begin

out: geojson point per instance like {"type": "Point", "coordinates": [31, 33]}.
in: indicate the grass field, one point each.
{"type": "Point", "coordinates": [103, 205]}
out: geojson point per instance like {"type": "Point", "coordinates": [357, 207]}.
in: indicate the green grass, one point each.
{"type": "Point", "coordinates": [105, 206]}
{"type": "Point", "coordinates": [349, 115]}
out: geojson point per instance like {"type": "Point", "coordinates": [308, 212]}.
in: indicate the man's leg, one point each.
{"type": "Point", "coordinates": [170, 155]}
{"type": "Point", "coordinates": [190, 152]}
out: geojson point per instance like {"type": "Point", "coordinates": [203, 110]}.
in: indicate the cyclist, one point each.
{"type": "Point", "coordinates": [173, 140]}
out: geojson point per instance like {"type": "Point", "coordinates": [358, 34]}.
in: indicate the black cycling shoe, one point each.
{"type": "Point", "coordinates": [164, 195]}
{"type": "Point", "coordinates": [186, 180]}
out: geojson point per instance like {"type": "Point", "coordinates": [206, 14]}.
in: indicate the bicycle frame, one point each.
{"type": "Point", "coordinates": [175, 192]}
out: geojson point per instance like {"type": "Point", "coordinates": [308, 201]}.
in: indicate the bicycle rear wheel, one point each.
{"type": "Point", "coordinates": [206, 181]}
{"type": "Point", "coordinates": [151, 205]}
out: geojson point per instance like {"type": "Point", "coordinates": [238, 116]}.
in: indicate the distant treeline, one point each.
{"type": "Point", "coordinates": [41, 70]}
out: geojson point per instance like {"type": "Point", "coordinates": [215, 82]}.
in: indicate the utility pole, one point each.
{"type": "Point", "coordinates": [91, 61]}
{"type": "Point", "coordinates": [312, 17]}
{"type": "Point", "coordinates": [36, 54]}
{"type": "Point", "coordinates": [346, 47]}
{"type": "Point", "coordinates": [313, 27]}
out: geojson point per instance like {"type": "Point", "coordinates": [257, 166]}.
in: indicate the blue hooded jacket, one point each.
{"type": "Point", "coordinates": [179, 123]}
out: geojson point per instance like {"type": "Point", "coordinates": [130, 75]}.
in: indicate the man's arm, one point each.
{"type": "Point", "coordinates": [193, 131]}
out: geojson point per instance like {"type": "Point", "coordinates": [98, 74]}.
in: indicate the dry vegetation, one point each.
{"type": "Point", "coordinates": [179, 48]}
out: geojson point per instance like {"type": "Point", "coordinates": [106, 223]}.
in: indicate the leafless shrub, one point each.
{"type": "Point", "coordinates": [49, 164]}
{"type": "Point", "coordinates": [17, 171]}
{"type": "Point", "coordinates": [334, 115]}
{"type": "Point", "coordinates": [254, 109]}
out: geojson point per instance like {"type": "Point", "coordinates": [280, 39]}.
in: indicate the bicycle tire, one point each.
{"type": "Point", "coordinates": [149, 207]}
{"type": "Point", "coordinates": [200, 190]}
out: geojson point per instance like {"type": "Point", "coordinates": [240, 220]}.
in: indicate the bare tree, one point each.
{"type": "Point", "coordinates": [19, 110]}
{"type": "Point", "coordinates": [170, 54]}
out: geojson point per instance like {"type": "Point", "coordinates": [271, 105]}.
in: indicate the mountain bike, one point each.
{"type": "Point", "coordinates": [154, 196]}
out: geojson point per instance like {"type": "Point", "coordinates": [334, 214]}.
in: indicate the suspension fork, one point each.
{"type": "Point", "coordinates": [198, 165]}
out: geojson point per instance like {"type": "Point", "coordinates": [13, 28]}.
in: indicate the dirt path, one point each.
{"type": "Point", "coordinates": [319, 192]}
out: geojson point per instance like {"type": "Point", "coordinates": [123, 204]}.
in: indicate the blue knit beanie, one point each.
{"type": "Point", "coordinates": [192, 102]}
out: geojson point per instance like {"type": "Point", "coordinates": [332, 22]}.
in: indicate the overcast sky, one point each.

end

#### What is being asked
Print the entries exactly. Include every one.

#### The reply
out: geojson point per instance like {"type": "Point", "coordinates": [31, 33]}.
in: indicate the grass field, one point each.
{"type": "Point", "coordinates": [103, 205]}
out: geojson point per instance like {"type": "Point", "coordinates": [357, 207]}.
in: indicate the green grass, one point each.
{"type": "Point", "coordinates": [105, 206]}
{"type": "Point", "coordinates": [349, 115]}
out: geojson point per instance like {"type": "Point", "coordinates": [308, 212]}.
in: indicate the man's leg, one point each.
{"type": "Point", "coordinates": [170, 155]}
{"type": "Point", "coordinates": [190, 152]}
out: geojson point per instance like {"type": "Point", "coordinates": [203, 110]}.
in: indicate the cyclist, one point each.
{"type": "Point", "coordinates": [173, 140]}
out: geojson point per instance like {"type": "Point", "coordinates": [358, 34]}.
in: indicate the black cycling shoe, one point each.
{"type": "Point", "coordinates": [164, 195]}
{"type": "Point", "coordinates": [186, 180]}
out: geojson point per instance like {"type": "Point", "coordinates": [206, 14]}.
in: indicate the bicycle frame, one point each.
{"type": "Point", "coordinates": [175, 192]}
out: geojson point per instance like {"type": "Point", "coordinates": [308, 201]}.
in: indicate the bicycle rear wheel, one point each.
{"type": "Point", "coordinates": [206, 181]}
{"type": "Point", "coordinates": [151, 205]}
out: geojson point per instance like {"type": "Point", "coordinates": [238, 116]}.
in: indicate the distant treeline, one point each.
{"type": "Point", "coordinates": [41, 70]}
out: geojson point per instance like {"type": "Point", "coordinates": [215, 82]}.
in: indicate the utility pole, one point each.
{"type": "Point", "coordinates": [91, 61]}
{"type": "Point", "coordinates": [312, 17]}
{"type": "Point", "coordinates": [36, 54]}
{"type": "Point", "coordinates": [346, 47]}
{"type": "Point", "coordinates": [313, 27]}
out: geojson point per instance like {"type": "Point", "coordinates": [257, 166]}.
in: indicate the blue hooded jacket, one point each.
{"type": "Point", "coordinates": [179, 123]}
out: geojson point per instance like {"type": "Point", "coordinates": [130, 75]}.
in: indicate the man's arm, one point each.
{"type": "Point", "coordinates": [193, 131]}
out: geojson point per instance like {"type": "Point", "coordinates": [98, 74]}.
in: indicate the dry vegetation, one point each.
{"type": "Point", "coordinates": [179, 48]}
out: geojson point per instance like {"type": "Point", "coordinates": [106, 223]}.
in: indicate the leafless shrub, one point each.
{"type": "Point", "coordinates": [49, 164]}
{"type": "Point", "coordinates": [17, 171]}
{"type": "Point", "coordinates": [334, 115]}
{"type": "Point", "coordinates": [254, 109]}
out: geojson point per instance like {"type": "Point", "coordinates": [280, 39]}.
in: indicate the bicycle tire, one point each.
{"type": "Point", "coordinates": [149, 207]}
{"type": "Point", "coordinates": [200, 190]}
out: geojson point per instance like {"type": "Point", "coordinates": [240, 220]}.
in: indicate the bare tree, one point each.
{"type": "Point", "coordinates": [19, 110]}
{"type": "Point", "coordinates": [170, 54]}
out: geojson point per instance like {"type": "Point", "coordinates": [271, 105]}.
in: indicate the mountain bike, one point each.
{"type": "Point", "coordinates": [154, 196]}
out: geojson point per instance like {"type": "Point", "coordinates": [334, 214]}.
in: indicate the suspension fork, one point each.
{"type": "Point", "coordinates": [198, 165]}
out: geojson point per instance like {"type": "Point", "coordinates": [13, 28]}.
in: indicate the dirt path, one point each.
{"type": "Point", "coordinates": [319, 192]}
out: geojson point per instance like {"type": "Point", "coordinates": [123, 204]}.
in: indicate the blue knit beanie, one point each.
{"type": "Point", "coordinates": [192, 102]}
out: geojson point per instance like {"type": "Point", "coordinates": [332, 22]}.
in: indicate the overcast sky, one point each.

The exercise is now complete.